[Given data]:
******

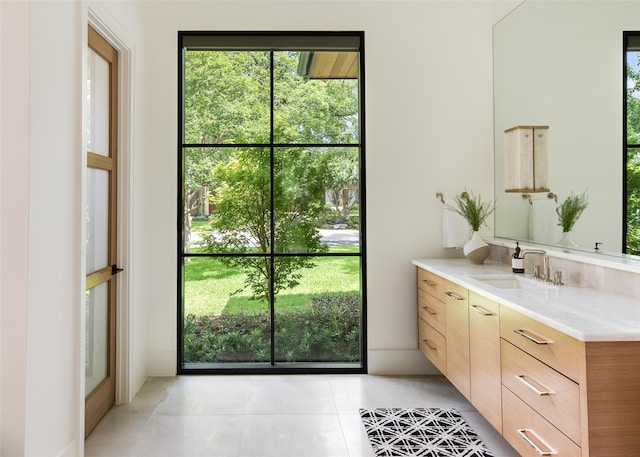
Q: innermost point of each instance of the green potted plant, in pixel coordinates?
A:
(568, 213)
(475, 211)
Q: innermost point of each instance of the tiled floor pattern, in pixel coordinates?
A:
(264, 416)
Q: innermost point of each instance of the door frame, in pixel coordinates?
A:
(125, 384)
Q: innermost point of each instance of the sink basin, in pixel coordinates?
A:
(508, 281)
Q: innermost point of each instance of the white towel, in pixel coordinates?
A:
(455, 229)
(543, 221)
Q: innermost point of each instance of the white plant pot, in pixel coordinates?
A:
(566, 241)
(476, 249)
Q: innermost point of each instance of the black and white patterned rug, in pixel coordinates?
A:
(424, 432)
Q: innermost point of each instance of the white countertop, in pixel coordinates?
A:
(585, 314)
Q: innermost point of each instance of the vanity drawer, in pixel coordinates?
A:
(529, 433)
(551, 346)
(433, 345)
(432, 310)
(551, 394)
(431, 283)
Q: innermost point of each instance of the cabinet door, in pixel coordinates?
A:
(484, 355)
(457, 334)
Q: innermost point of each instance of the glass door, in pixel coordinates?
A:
(101, 242)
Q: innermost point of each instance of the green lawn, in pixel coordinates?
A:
(209, 285)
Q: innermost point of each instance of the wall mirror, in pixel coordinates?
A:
(559, 64)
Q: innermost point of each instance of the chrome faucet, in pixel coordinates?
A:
(546, 272)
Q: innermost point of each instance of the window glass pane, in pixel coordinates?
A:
(226, 97)
(96, 337)
(270, 203)
(98, 100)
(633, 152)
(316, 198)
(318, 320)
(224, 318)
(308, 110)
(97, 219)
(633, 97)
(237, 185)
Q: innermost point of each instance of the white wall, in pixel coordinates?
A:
(429, 128)
(14, 221)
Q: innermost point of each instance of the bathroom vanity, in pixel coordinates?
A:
(555, 369)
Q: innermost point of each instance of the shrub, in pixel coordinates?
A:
(328, 332)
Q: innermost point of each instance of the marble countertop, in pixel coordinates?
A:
(586, 314)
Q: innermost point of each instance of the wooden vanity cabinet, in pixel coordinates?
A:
(484, 358)
(566, 396)
(457, 335)
(432, 319)
(545, 391)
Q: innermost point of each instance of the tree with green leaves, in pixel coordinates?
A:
(241, 223)
(633, 162)
(228, 102)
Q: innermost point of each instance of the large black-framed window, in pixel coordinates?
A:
(631, 142)
(271, 202)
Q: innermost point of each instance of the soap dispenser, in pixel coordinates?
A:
(517, 263)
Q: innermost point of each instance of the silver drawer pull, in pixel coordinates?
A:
(481, 310)
(523, 433)
(524, 334)
(521, 378)
(455, 296)
(429, 283)
(429, 345)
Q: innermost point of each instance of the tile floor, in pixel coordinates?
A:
(263, 416)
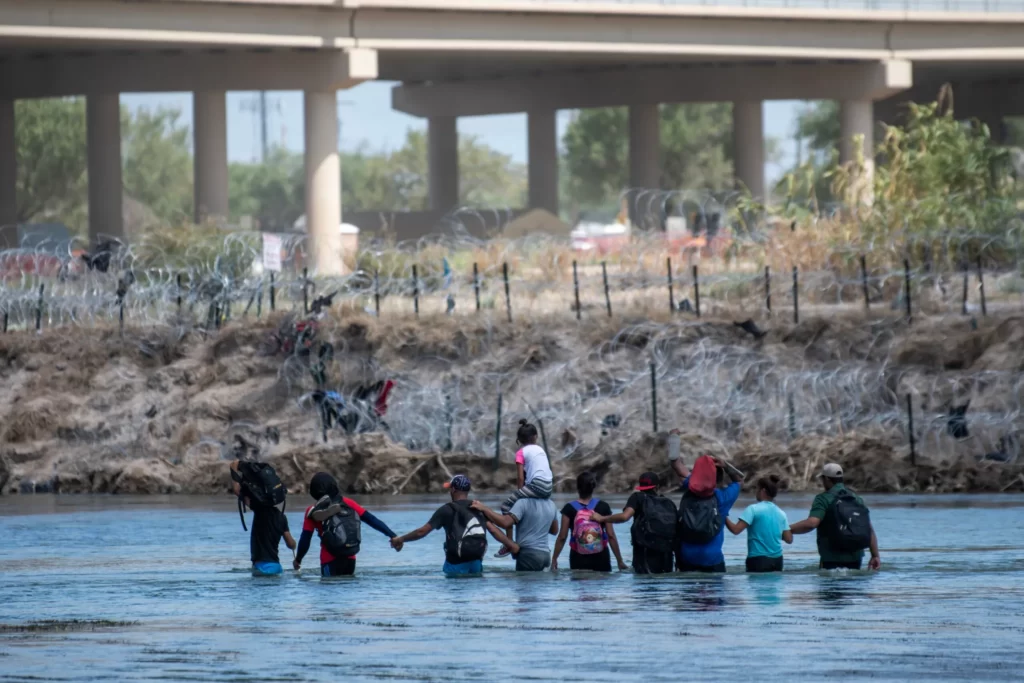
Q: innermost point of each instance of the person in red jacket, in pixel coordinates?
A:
(324, 484)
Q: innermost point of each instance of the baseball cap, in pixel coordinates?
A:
(648, 481)
(833, 471)
(459, 482)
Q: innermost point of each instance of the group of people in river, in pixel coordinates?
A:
(666, 537)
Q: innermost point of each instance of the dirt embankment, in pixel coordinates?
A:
(157, 411)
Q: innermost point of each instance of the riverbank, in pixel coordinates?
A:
(158, 411)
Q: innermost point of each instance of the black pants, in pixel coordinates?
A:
(714, 568)
(341, 566)
(651, 561)
(764, 564)
(841, 565)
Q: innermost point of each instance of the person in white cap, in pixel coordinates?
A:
(843, 523)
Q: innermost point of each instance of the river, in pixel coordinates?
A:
(162, 591)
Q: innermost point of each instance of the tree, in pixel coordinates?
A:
(272, 191)
(818, 124)
(52, 177)
(696, 151)
(49, 138)
(158, 163)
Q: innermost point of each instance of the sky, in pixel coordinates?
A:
(367, 120)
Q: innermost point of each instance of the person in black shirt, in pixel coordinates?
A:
(269, 525)
(446, 517)
(645, 559)
(598, 561)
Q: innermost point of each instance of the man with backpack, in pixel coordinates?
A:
(465, 537)
(257, 485)
(843, 523)
(702, 511)
(653, 530)
(338, 522)
(589, 541)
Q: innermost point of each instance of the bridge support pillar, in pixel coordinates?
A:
(8, 176)
(645, 146)
(543, 152)
(210, 155)
(856, 120)
(749, 147)
(442, 160)
(102, 121)
(323, 167)
(645, 158)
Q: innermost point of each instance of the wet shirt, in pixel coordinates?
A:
(710, 554)
(268, 525)
(819, 510)
(310, 525)
(442, 518)
(599, 561)
(532, 521)
(765, 523)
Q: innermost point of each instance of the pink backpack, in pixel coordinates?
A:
(588, 537)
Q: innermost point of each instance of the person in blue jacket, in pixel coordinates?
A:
(701, 482)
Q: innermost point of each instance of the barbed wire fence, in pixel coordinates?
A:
(708, 377)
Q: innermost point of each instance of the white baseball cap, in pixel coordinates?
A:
(833, 471)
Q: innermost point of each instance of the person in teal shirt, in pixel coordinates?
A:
(766, 526)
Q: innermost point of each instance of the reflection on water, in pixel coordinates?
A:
(947, 604)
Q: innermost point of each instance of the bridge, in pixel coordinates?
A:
(469, 57)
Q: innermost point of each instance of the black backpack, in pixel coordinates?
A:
(848, 523)
(657, 523)
(467, 539)
(260, 483)
(341, 529)
(699, 518)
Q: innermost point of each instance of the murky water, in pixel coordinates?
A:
(948, 605)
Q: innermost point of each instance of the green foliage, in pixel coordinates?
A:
(696, 151)
(272, 191)
(49, 137)
(940, 184)
(376, 181)
(818, 124)
(52, 181)
(158, 163)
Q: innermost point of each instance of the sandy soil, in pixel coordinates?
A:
(157, 411)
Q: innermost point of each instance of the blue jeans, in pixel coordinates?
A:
(476, 566)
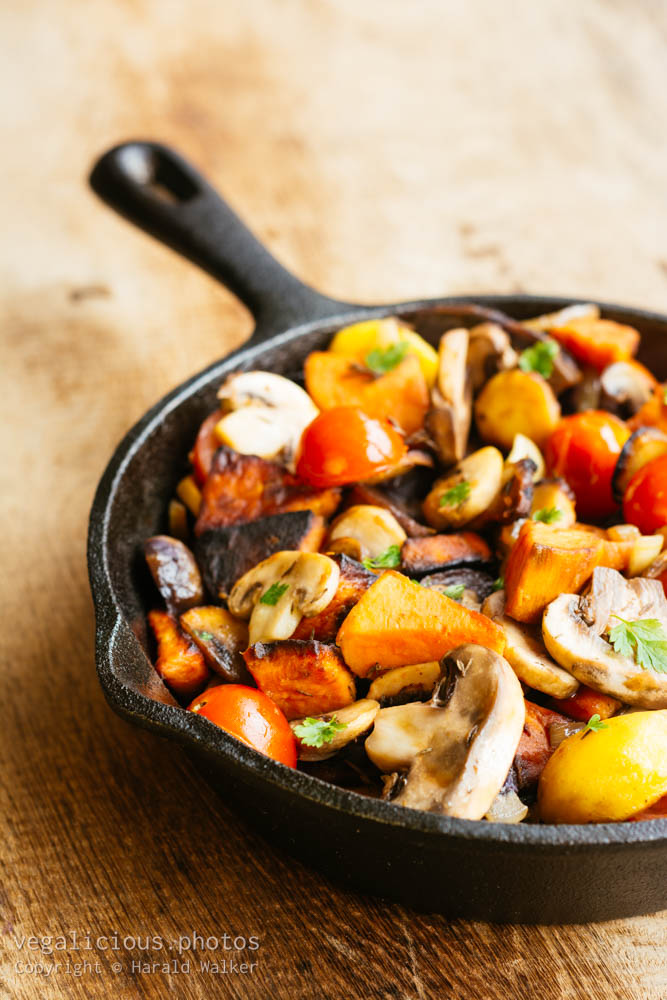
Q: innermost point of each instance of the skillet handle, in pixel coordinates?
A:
(160, 192)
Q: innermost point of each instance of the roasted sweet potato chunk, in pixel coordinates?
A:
(179, 663)
(354, 581)
(428, 555)
(221, 638)
(303, 677)
(242, 488)
(175, 572)
(225, 554)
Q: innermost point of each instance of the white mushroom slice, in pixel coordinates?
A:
(467, 760)
(268, 414)
(375, 528)
(355, 720)
(413, 680)
(280, 591)
(467, 491)
(573, 628)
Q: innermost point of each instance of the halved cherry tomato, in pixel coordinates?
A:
(252, 717)
(584, 450)
(344, 445)
(645, 501)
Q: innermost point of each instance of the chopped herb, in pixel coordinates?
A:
(273, 594)
(386, 560)
(455, 495)
(383, 360)
(539, 358)
(317, 732)
(645, 641)
(548, 515)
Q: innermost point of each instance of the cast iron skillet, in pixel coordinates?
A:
(538, 874)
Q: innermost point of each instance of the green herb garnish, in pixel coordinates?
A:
(548, 515)
(645, 641)
(540, 357)
(317, 732)
(385, 359)
(455, 495)
(386, 560)
(273, 594)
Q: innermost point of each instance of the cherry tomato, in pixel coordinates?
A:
(252, 717)
(584, 449)
(645, 501)
(345, 445)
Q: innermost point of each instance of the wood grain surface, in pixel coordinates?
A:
(383, 150)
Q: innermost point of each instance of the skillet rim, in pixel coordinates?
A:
(196, 732)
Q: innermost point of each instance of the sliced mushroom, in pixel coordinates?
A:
(467, 491)
(280, 591)
(355, 718)
(375, 528)
(267, 414)
(465, 763)
(448, 420)
(574, 628)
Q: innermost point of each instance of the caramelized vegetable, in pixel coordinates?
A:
(397, 622)
(303, 677)
(179, 663)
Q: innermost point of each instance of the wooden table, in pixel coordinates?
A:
(383, 150)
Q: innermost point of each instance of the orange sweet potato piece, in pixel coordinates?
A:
(245, 488)
(353, 582)
(398, 622)
(402, 393)
(303, 677)
(544, 563)
(180, 664)
(436, 552)
(597, 342)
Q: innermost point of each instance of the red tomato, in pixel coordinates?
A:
(252, 717)
(584, 450)
(344, 445)
(645, 501)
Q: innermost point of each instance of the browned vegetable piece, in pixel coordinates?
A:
(427, 555)
(221, 638)
(175, 572)
(303, 677)
(354, 581)
(179, 663)
(242, 488)
(226, 553)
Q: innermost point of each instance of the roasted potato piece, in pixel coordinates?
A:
(242, 488)
(221, 639)
(179, 663)
(438, 552)
(226, 553)
(303, 677)
(175, 571)
(354, 580)
(516, 402)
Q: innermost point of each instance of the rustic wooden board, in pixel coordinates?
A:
(383, 150)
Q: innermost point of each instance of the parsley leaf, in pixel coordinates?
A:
(273, 594)
(383, 360)
(455, 495)
(317, 732)
(644, 640)
(548, 515)
(539, 358)
(386, 560)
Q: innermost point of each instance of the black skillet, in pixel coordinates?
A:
(488, 871)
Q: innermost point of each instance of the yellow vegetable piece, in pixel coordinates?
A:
(358, 340)
(607, 775)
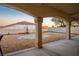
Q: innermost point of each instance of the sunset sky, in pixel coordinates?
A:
(9, 16)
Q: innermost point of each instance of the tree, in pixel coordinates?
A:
(59, 21)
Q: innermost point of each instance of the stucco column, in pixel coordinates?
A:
(38, 21)
(69, 30)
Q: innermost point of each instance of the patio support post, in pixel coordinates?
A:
(38, 21)
(69, 30)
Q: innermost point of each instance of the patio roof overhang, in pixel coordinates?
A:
(69, 11)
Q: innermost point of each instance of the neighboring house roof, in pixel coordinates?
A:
(18, 23)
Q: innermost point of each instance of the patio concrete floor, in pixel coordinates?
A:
(57, 48)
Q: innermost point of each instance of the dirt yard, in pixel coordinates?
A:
(10, 43)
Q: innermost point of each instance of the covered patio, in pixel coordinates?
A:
(67, 46)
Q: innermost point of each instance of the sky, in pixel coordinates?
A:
(10, 16)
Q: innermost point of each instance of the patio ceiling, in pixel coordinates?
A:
(66, 10)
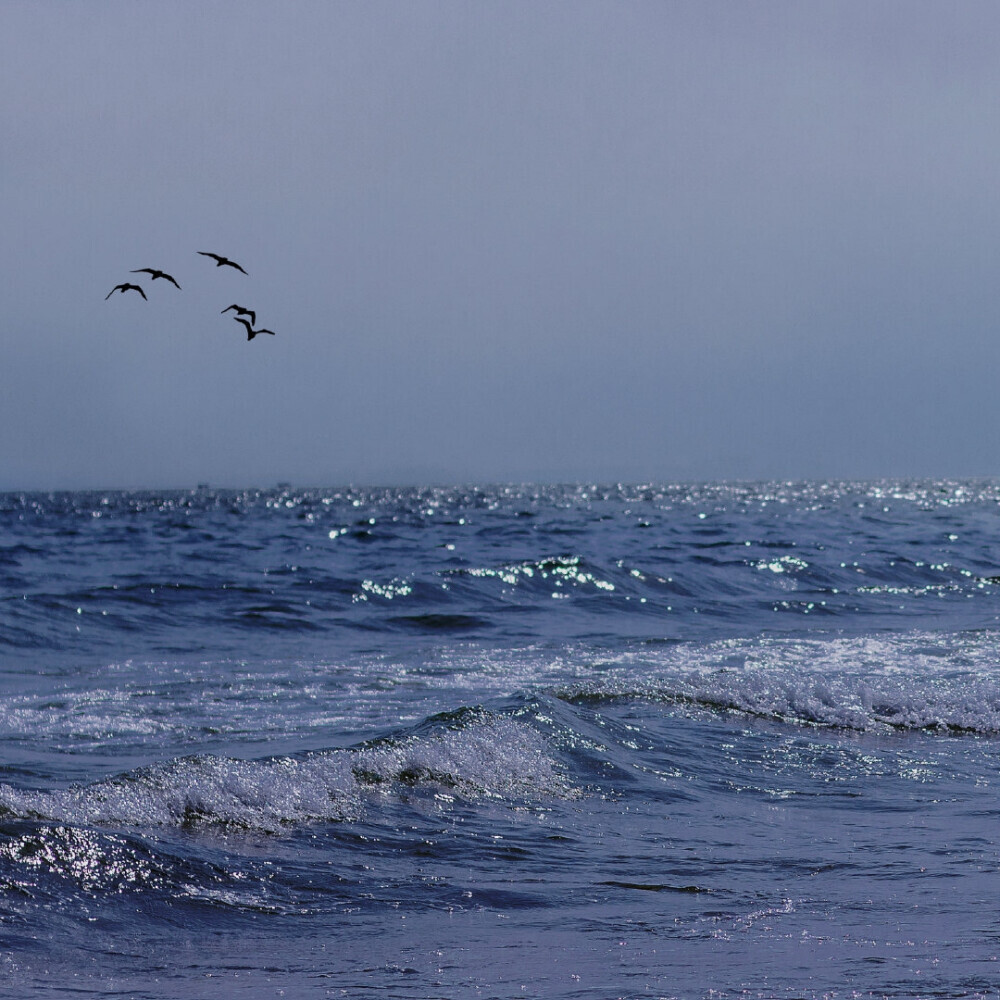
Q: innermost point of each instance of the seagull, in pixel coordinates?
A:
(251, 332)
(123, 288)
(156, 274)
(220, 261)
(240, 311)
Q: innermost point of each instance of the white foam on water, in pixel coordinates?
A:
(491, 758)
(917, 680)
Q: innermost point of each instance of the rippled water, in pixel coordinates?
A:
(581, 742)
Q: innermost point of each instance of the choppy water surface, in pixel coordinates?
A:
(581, 742)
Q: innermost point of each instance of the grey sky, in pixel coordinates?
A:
(499, 241)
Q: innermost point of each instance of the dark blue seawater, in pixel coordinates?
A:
(576, 742)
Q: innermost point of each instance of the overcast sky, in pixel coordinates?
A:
(499, 241)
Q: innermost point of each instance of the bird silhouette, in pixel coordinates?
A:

******

[The request]: Can you quote the data verbatim, from the line containing "Q: innermost point of each instance of the patio ceiling, in" through the end of the data, both ends included? Leave the pictures out of your answer.

[Response]:
Q: innermost point of each instance of the patio ceiling, in pixel coordinates?
A:
(66, 10)
Q: innermost point of each instance of the seagull, in pixel coordinates?
A:
(251, 332)
(123, 288)
(156, 274)
(220, 261)
(240, 311)
Q: innermost point of each instance of the white foam on water, in pixel coordinates?
A:
(491, 758)
(917, 680)
Q: innermost point of each instance of the rippled water, in pixel coordinates?
A:
(581, 742)
Q: innermost point of each instance of the choppy water surface, in pixel coordinates?
A:
(581, 742)
Q: innermost point of each instance of the grey sky, in pixel coordinates?
A:
(499, 241)
Q: innermost point of each instance of the dark blue seawater, in pixel coordinates?
A:
(576, 742)
Q: innermost point of each instance of the overcast sky, in pixel coordinates?
A:
(499, 241)
Q: innermost point of each instance of the bird silhouette, in pixel coordinates?
A:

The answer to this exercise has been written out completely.